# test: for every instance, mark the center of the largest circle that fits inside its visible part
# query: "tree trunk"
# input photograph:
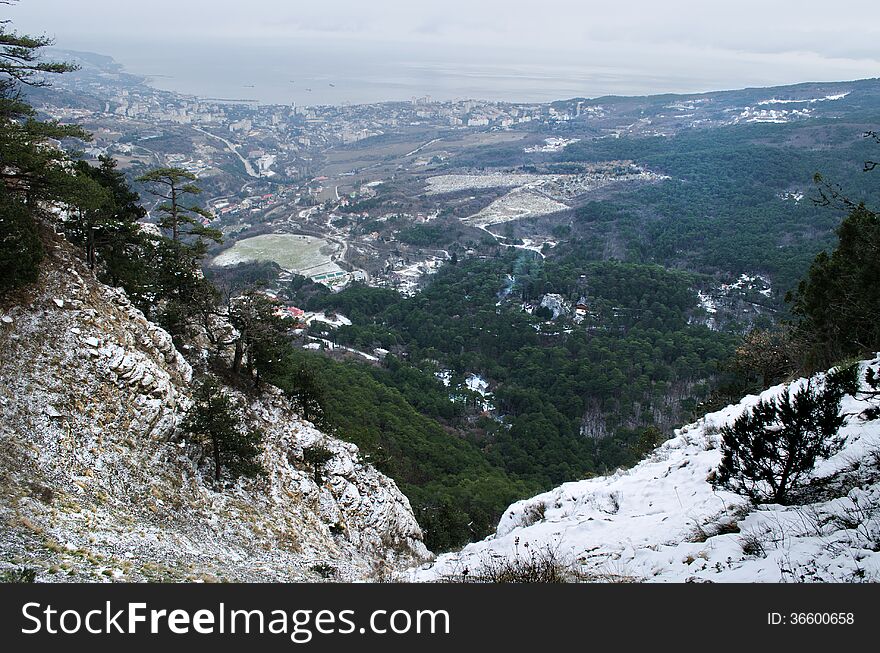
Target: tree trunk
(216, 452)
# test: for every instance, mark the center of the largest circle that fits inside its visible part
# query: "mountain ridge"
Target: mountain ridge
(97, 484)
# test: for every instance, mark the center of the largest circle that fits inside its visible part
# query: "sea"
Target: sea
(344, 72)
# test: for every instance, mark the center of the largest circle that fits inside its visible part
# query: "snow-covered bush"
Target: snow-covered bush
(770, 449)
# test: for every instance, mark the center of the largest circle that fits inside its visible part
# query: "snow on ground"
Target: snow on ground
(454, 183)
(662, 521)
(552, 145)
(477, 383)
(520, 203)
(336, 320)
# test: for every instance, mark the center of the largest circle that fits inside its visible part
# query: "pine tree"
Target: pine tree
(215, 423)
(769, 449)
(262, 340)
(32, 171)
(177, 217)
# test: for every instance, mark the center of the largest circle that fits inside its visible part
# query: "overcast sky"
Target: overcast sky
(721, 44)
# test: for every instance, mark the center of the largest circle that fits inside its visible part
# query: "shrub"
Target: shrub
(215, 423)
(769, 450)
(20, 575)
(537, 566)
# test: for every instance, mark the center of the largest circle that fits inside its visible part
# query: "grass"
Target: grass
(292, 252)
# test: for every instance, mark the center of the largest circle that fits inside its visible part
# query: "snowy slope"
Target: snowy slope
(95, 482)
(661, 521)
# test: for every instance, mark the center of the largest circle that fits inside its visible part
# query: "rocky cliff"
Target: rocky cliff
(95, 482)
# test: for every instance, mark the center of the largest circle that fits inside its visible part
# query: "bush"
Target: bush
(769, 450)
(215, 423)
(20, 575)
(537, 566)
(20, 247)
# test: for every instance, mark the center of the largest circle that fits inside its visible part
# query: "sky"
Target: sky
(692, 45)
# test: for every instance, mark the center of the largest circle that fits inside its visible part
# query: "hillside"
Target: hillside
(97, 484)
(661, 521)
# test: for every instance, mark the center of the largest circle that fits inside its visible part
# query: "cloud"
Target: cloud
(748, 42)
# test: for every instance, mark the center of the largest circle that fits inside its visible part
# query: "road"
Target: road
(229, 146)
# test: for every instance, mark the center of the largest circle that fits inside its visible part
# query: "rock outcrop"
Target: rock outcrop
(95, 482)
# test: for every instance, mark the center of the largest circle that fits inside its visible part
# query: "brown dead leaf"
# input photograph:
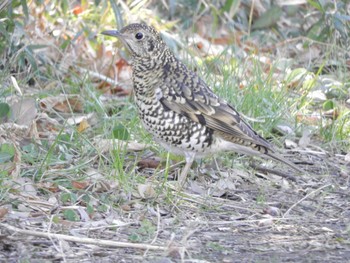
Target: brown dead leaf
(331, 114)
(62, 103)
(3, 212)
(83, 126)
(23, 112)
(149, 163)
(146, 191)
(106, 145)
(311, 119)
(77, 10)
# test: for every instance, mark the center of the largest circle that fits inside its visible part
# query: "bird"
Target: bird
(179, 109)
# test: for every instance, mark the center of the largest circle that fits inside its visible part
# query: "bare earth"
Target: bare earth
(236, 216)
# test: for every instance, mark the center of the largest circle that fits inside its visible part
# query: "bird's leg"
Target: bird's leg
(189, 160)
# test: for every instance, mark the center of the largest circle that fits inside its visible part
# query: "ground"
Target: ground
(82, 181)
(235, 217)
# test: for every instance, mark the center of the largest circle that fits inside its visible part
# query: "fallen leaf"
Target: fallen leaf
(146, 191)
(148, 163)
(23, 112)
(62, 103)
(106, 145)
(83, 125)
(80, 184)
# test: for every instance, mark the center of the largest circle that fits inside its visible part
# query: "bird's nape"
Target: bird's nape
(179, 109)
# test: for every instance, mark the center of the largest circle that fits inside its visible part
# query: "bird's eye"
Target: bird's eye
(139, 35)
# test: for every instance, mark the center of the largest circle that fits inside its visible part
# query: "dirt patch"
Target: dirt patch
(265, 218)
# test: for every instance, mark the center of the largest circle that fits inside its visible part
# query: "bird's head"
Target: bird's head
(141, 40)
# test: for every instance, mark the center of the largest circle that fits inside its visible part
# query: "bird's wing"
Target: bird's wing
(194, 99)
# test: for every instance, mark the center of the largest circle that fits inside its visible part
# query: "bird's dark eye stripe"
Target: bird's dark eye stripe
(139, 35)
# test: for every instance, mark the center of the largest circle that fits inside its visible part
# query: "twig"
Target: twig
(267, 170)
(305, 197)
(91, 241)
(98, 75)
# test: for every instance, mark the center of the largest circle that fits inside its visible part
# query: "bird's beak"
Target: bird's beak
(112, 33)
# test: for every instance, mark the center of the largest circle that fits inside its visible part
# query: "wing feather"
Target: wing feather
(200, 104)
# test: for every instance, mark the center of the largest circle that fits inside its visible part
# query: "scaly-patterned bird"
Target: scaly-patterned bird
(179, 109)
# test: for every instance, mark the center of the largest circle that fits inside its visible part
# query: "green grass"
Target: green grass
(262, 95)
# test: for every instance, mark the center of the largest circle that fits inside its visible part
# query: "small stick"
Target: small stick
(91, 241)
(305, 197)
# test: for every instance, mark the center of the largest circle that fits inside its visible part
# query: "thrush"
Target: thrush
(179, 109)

..............................

Omitting all pictures, set the listing down exactly.

# test: for every instance, mark the center of the largest circle that fits inside its visible part
# query: "tree trunk"
# input photograph:
Target: tree trunk
(216, 452)
# test: for every instance, mark the center of the largest circle that fits inside its visible part
# query: "mountain ridge"
Target: mountain ridge
(97, 484)
# test: for every instance, mark the center of the largest circle that fits inside its visible part
# query: "sea"
Target: sea
(344, 72)
# test: for every instance, mark the center of the largest circle that fits inside its visible part
# query: "snow-covered bush"
Target: snow-covered bush
(770, 449)
# test: for every instance, mark the center of the largest circle that fits inside its visible part
# query: "snow on ground"
Target: snow on ground
(454, 183)
(662, 521)
(552, 145)
(477, 383)
(520, 203)
(336, 320)
# test: for every instance, mark the center of the largest circle that fits inside its visible part
# query: "pine tree"
Target: pine tree
(215, 423)
(769, 449)
(262, 340)
(32, 171)
(177, 217)
# test: for every instance, mark the center of the largest circle that fits inside its visible part
# query: "overcast sky"
Target: overcast sky
(721, 44)
# test: for every instance, mark the center of the largest circle that fits inside its visible part
# query: "shrub"
Target: shrub
(215, 423)
(769, 450)
(20, 575)
(537, 566)
# test: for every instance, mark the center of the largest circle that fits inside its visible part
# query: "grass"
Target: grass
(292, 252)
# test: for every instance, mark the center of the largest circle that fits inside its visible part
# query: "snowy slope"
Target: snowy slope
(95, 482)
(661, 521)
# test: for every instance, mark the center of the largest circle that fits inside its visible part
# query: "rocky cliff"
Target: rocky cliff
(95, 482)
# test: for every instance, mark the center of the largest circle that fits inside its visible part
# query: "bush"
Target: bush
(769, 450)
(215, 423)
(20, 575)
(537, 566)
(20, 247)
# test: for every instance, mark the center of the largest circle that fits inside its visible part
# query: "sky"
Target: sky
(692, 45)
# test: for every instance, mark the center of the largest circle that fits inside its visible part
# query: "hillside"
Target: hillside
(97, 484)
(661, 521)
# test: for every instance, mark the center of the largest circle that fits inside its visible part
# query: "cloud"
Target: cloud
(748, 42)
# test: for every instance, mark the center of the largest circle that fits inside its visible part
# query: "road"
Target: road
(229, 146)
# test: for every instance, mark the center of the largest circle that fits inside its visible part
# query: "rock outcrop"
Target: rock outcrop
(95, 482)
# test: for every instance, mark the center of the largest circle that fits inside its visible part
# query: "brown dead leaf"
# input photograph:
Target: brown dead leaf
(331, 114)
(62, 103)
(3, 212)
(83, 126)
(23, 112)
(149, 163)
(146, 191)
(106, 145)
(311, 119)
(77, 10)
# test: for every instance, mark the center of the largest circle that fits inside its visible part
# query: "bird"
Target: bird
(179, 109)
# test: for every instance, mark the center of the largest circle that fits inside its visible part
# query: "bare earth"
Target: bare earth
(236, 216)
# test: for every instance, mark the center of the largest circle that fits inside its visible part
# query: "bird's leg"
Target: bird's leg
(189, 160)
# test: for every instance, mark the center of the largest circle that fits inside its visible part
# query: "ground"
Target: ground
(82, 181)
(235, 217)
# test: for every instance, mark the center of the largest circle that fits inside its visible part
# query: "fallen leaf"
Target: fallen leaf
(146, 191)
(148, 163)
(23, 112)
(62, 103)
(106, 145)
(83, 125)
(80, 184)
# test: for every instance, mark the center of the largest circle that fits inside its visible part
# query: "bird's nape"
Target: bird's nape
(179, 109)
# test: for every instance, mark the center of the largest circle that fits inside its visible part
# query: "bird's eye"
Target: bird's eye
(139, 35)
# test: for every instance, mark the center of the largest circle that fits inside its visible part
# query: "dirt patch"
Target: dirt patch
(265, 218)
# test: for every instance, mark the center of the largest circle that fits inside its visible part
# query: "bird's head"
Target: bird's head
(141, 40)
# test: for every instance, mark the center of the largest circle that fits inside its visible part
# query: "bird's wing"
Target: bird's wing
(194, 99)
# test: for every instance, mark the center of the largest circle that fits inside its visible part
# query: "bird's dark eye stripe"
Target: bird's dark eye stripe
(139, 35)
# test: for every instance, mark the center of the largest circle that fits inside its visible part
# query: "twig"
Target: twig
(267, 170)
(305, 197)
(91, 241)
(98, 75)
# test: for every instance, mark the center of the largest circle that fits inside its visible part
# query: "bird's beak"
Target: bird's beak
(112, 33)
# test: for every instance, mark the center of the largest circle that fits inside its visible part
# query: "wing feather"
Target: wing feather
(200, 104)
# test: for every instance, mark the center of the largest circle that fits inside its visible part
# query: "scaly-patterned bird"
Target: scaly-patterned bird
(179, 109)
# test: for every instance, mark the center of the largest circle that fits inside its visible part
# query: "green grass"
Target: green grass
(262, 95)
# test: for every instance, mark the center of the largest circle that fits inside its visible part
# query: "small stick"
Target: small stick
(91, 241)
(305, 197)
# test: for every instance, mark the center of the largest circle that fits inside its visible part
# query: "thrush"
Target: thrush
(179, 109)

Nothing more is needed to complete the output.